*Given problem*:
Restate the listing that follows word for word, without its pictures.
^^^^^^^^
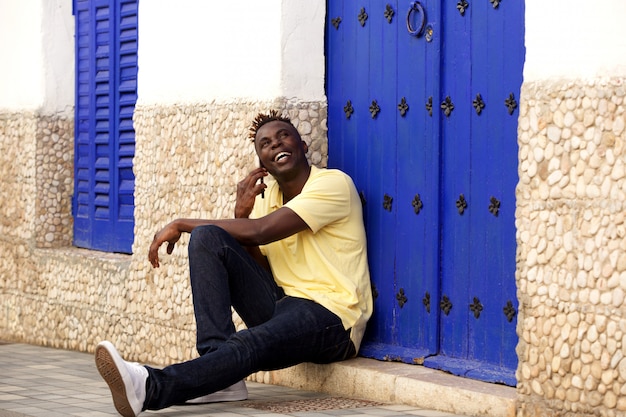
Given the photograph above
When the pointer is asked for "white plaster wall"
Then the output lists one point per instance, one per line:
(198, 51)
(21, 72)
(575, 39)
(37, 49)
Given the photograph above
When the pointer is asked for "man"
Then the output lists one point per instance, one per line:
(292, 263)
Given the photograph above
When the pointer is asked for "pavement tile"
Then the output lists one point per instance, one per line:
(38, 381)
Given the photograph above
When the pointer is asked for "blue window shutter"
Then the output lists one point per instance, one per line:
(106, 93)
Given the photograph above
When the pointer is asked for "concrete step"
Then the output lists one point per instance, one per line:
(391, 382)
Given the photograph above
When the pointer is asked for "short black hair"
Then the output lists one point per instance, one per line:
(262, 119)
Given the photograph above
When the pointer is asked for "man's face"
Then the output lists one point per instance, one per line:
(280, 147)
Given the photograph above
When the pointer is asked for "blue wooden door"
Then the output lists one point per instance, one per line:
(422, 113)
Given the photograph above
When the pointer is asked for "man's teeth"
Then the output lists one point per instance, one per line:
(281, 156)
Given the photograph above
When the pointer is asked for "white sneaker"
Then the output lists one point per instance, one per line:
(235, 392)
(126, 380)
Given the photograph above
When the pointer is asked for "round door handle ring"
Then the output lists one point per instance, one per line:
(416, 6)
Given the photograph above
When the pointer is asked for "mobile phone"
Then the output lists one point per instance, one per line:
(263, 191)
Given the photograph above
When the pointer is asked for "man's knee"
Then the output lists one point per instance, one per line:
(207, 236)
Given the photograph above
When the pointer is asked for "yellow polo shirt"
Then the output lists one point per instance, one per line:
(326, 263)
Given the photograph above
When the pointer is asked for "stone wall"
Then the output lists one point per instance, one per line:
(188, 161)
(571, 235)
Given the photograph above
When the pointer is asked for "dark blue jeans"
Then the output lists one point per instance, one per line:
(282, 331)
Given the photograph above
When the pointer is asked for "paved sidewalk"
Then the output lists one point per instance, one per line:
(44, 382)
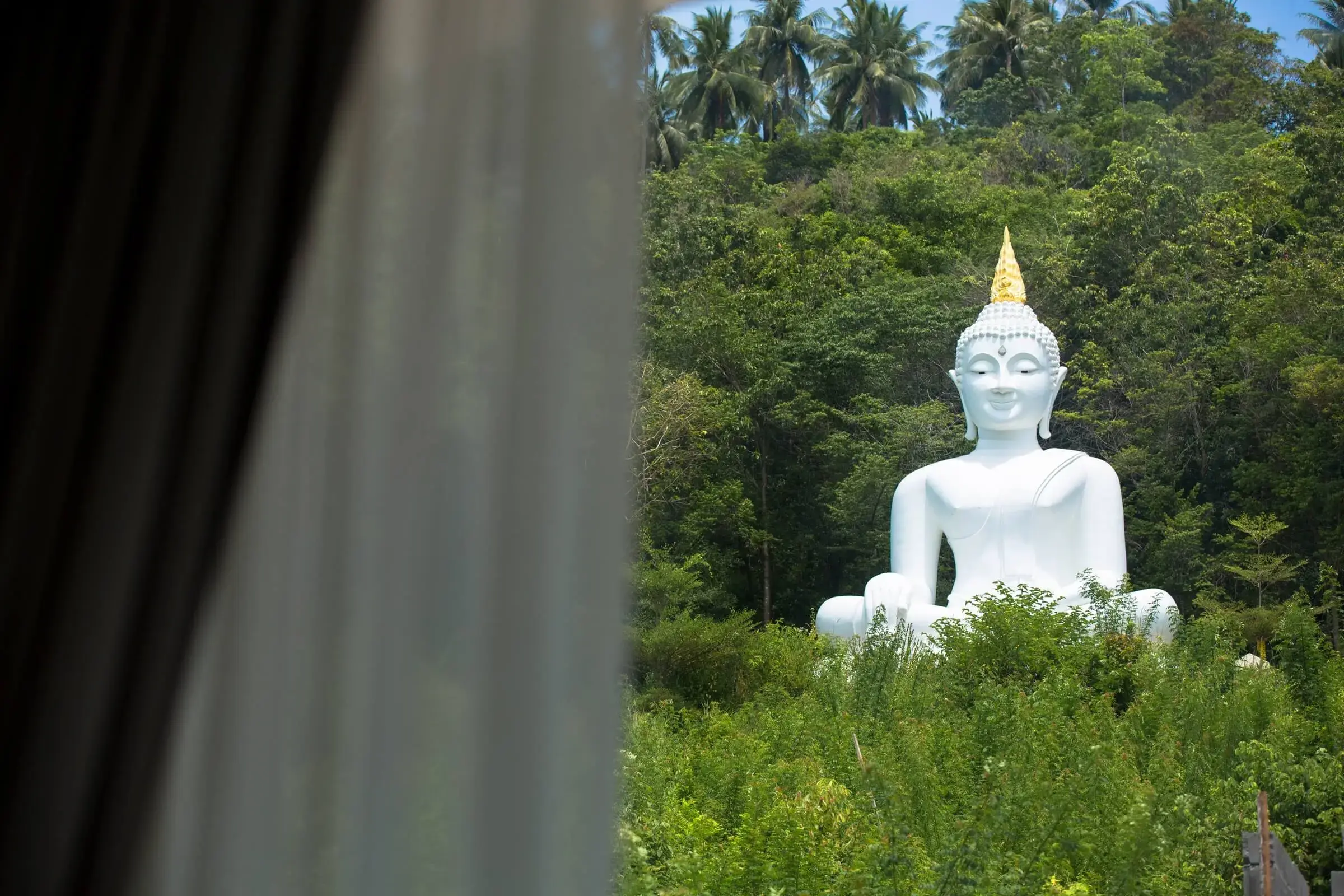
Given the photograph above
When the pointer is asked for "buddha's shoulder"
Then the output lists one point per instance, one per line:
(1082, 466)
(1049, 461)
^^^^^^^^
*Answer to this task*:
Given the photograph above
When the pointer is asked for "white plaster wall"
Then the output lists one point per instance, one per line:
(198, 51)
(21, 72)
(575, 39)
(37, 49)
Given the photograph above
When the pointer is asked for "man"
Then the output lists one point per instance, one per line:
(292, 263)
Given the photograph above
When the pointer is asked for "pavement tile"
Then the output lists one point per instance, one per line:
(38, 381)
Given the photograph above
When the pointer is asked for "blue window shutter"
Then the output lists one point per instance, one per line:
(106, 93)
Given the photograph above
When the pointer is asked for "concrete step"
Then the output lists one point per instance, one per line:
(391, 382)
Given the photograph above
When the pointer is asked for "short black hair"
Then the output lists one point per instance, one per line:
(262, 119)
Given the photograph above
When the pointer is asked for "man's face"
Then the output lists one point per instance, one per line:
(280, 147)
Given the photograph above
When the pointer is asked for "blue wooden door"
Then the output lists one point per instance, one per line:
(422, 113)
Given the photograph above
When the pointer is asked for "man's teeth"
Then the output lists one point per instance, one per line:
(281, 156)
Given the photograph above
When the pointer is asked for "white sneaker"
Then the output lists one point per instance, one per line:
(235, 392)
(126, 380)
Given the photograph above
When the pointer is asked for "round door handle ring"
Then the output lists one point per instance, one per line:
(416, 6)
Given the photograph above
When the pointer is asked for "mobile phone"
Then the output lists one point per instance, one per line:
(263, 191)
Given the photograph above
When the pointer is asked for "man's knee"
Then the output lists one point per instance, one per line:
(207, 236)
Given the photograph above
When the pointer is asked for "yellow polo shirt"
Then the output lists one point per instance, one per line:
(326, 263)
Given the photograph above
When the pointer is asked for "stone wall"
Then the output lists one point per instance, one per line:
(188, 161)
(571, 235)
Given the photograph above
When the pointer is asked for "dark blue jeans"
Then the output lists one point per instance, one per line:
(282, 331)
Given the photograph above
When the pointer is asked for "paved sidewalk"
Then the output lists one point per instance, one per line:
(44, 382)
Given the photograph above
When the pointer is asked for "buddha's shoulder"
Then the output lists one point per instance, one per line:
(1082, 466)
(1049, 461)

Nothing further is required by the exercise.